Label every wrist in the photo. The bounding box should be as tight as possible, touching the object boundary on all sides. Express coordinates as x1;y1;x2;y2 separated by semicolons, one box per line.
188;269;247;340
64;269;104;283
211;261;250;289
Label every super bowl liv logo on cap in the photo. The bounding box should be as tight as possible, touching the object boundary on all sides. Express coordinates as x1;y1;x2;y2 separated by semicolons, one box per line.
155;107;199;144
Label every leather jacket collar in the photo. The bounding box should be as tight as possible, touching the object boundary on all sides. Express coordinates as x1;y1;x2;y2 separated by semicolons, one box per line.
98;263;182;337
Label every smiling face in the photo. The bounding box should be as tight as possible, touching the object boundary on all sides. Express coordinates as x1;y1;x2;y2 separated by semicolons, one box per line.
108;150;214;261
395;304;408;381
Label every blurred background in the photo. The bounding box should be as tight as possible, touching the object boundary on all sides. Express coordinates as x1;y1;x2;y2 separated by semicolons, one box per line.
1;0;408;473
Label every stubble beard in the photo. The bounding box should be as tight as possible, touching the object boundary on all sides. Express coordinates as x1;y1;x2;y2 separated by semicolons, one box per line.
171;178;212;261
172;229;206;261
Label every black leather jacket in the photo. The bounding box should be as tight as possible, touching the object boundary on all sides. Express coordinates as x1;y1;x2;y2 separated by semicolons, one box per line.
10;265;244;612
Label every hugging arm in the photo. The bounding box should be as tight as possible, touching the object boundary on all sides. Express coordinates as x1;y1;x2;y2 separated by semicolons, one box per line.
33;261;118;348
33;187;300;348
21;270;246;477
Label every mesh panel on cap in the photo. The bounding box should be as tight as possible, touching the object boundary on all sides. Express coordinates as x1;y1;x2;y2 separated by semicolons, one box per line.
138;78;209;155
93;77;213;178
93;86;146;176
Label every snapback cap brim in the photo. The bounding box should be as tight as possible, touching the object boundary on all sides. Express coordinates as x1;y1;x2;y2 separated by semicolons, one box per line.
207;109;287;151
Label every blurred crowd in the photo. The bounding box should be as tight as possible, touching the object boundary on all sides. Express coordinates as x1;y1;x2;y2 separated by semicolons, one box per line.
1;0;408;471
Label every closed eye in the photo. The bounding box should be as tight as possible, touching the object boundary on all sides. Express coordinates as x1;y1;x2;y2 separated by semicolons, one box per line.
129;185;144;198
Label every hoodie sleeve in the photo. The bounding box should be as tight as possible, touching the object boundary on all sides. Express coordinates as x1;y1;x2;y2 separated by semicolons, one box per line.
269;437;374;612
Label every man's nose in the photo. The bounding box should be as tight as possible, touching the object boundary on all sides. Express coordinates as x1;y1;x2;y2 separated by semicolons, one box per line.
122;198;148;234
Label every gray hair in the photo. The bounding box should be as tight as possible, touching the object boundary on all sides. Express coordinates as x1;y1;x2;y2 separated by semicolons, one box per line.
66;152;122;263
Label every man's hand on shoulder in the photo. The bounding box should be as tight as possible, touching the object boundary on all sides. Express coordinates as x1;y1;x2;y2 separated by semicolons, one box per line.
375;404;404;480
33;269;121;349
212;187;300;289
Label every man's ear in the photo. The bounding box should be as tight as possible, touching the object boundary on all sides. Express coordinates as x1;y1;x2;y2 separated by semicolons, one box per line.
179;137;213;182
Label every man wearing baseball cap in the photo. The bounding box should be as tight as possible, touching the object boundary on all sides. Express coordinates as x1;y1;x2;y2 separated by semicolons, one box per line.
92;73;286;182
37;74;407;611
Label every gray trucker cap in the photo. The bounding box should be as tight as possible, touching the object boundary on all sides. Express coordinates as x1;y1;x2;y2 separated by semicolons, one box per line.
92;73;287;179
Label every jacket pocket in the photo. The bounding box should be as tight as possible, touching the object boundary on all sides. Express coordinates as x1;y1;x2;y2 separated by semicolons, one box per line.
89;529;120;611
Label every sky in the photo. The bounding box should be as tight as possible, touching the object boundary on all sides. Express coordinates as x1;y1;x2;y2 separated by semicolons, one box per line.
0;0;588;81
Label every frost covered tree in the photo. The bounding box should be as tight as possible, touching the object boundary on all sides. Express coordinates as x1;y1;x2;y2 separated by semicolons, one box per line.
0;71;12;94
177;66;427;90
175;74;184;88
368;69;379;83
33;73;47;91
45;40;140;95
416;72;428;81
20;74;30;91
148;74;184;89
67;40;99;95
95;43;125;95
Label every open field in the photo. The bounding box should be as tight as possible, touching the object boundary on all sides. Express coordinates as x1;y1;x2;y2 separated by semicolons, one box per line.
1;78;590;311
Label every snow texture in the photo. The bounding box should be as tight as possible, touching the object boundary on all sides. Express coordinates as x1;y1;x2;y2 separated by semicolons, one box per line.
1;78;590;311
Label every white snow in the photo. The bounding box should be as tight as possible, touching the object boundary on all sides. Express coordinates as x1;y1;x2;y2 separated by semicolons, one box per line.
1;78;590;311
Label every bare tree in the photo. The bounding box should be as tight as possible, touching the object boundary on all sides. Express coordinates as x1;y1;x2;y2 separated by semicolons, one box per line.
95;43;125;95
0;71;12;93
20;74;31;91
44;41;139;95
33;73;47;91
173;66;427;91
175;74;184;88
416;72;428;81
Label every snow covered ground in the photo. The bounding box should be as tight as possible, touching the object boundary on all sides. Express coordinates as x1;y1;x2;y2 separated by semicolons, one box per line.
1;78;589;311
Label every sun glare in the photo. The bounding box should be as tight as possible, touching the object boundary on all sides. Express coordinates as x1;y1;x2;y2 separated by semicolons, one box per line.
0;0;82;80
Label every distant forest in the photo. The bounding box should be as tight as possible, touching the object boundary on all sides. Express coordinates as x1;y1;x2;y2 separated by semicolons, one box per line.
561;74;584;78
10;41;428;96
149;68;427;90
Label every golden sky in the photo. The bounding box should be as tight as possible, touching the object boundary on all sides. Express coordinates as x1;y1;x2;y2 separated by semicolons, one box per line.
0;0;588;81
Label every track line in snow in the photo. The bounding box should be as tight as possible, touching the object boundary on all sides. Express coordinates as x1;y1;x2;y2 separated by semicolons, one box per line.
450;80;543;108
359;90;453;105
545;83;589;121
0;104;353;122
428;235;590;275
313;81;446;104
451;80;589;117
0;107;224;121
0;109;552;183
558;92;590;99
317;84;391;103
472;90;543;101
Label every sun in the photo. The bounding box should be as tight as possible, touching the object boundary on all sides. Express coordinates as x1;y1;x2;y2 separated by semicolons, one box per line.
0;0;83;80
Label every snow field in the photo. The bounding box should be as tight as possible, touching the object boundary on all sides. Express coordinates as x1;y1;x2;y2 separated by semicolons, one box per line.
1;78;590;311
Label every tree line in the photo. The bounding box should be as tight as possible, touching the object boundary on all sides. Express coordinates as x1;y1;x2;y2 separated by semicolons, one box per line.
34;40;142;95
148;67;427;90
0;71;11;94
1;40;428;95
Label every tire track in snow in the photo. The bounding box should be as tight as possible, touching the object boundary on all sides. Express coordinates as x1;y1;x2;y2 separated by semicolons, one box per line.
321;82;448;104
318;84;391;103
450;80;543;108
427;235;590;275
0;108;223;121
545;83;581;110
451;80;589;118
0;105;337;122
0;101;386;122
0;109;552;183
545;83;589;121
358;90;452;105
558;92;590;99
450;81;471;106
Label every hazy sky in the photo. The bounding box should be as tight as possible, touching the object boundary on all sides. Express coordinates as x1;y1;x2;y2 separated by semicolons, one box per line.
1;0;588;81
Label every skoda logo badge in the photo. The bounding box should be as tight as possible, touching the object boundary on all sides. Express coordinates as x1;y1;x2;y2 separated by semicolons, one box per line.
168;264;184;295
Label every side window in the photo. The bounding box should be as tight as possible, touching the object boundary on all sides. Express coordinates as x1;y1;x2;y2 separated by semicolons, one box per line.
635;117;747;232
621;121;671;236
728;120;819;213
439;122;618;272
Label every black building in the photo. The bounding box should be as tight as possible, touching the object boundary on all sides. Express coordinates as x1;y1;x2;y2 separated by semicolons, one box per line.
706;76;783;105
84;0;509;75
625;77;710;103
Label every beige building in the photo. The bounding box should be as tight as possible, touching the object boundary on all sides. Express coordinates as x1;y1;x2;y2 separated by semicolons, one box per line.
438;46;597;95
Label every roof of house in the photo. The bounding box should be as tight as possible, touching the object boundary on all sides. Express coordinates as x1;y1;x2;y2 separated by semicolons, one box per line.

○ ○ ○ ○ ○ ○ ○

What to produce –
Please quote exactly the lines from the one containing "Label every black building" through the last line of the records above, both included, and nothing else.

Answer section –
Label every black building in the photo. The bounding box should be as tight as possible, touching the object boundary on all sides. Express coordinates as x1;y1;x2;y2 separated by semicolons, one box per line.
706;76;783;105
84;0;509;75
625;77;710;103
Label every beige building in the photo. The bounding box should be as tight as possible, touching the object boundary on all sides. Express coordinates as x1;y1;x2;y2 separated by semicolons, one box per line.
438;46;597;95
Label every roof of house in the photo. The bounding box should be as tight as possible, touching the object boundary on all sides. Express coordinates as x1;y1;x2;y2 separated by semicolons, one box per line.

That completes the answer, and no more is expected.